• **OPDRACHT**
Verzamel uit de vermeldingen hieronder elke regel waarin de tekenreeks "distant" voorkomt en neem die regels ongewijzigd over. Hoofdletters en kleine letters worden als verschillend beschouwd.

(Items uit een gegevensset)
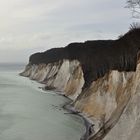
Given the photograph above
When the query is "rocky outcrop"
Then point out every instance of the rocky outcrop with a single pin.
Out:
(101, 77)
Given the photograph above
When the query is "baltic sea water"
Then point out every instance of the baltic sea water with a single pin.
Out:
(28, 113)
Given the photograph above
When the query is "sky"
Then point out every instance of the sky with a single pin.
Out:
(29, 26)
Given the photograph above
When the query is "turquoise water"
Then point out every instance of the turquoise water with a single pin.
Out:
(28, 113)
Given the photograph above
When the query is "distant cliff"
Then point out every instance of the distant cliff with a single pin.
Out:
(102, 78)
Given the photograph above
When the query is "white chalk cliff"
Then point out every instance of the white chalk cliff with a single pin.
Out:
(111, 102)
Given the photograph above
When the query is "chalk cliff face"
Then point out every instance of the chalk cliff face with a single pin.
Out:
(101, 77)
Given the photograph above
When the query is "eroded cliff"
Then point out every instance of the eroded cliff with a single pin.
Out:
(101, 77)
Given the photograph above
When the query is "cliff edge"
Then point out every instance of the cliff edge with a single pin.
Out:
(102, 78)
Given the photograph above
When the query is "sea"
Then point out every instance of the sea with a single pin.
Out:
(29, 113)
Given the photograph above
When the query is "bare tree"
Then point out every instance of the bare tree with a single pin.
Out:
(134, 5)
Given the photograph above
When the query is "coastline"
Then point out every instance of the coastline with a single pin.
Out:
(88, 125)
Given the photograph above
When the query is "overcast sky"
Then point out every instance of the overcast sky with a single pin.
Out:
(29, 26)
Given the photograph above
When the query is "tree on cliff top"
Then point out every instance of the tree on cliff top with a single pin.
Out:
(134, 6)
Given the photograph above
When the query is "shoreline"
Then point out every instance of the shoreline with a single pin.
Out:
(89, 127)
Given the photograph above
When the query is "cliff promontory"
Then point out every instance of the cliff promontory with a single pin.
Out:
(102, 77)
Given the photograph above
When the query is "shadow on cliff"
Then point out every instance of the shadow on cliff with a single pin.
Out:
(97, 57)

--

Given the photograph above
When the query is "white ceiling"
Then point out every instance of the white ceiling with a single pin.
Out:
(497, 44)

--

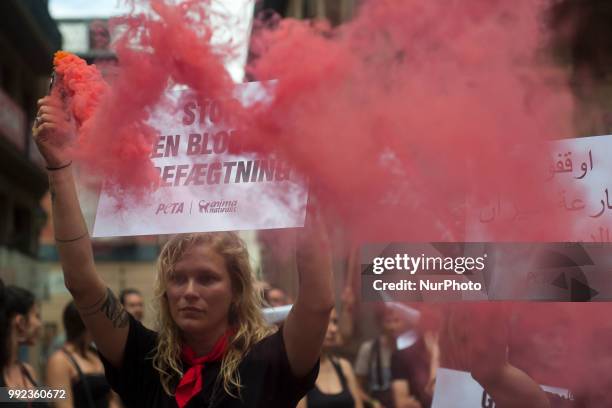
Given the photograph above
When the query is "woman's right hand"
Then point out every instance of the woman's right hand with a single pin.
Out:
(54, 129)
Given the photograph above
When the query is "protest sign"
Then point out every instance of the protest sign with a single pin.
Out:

• **ANTWOORD OP OPGAVE**
When the query is "distant cliff"
Then point out every instance of the distant cliff with a single pin.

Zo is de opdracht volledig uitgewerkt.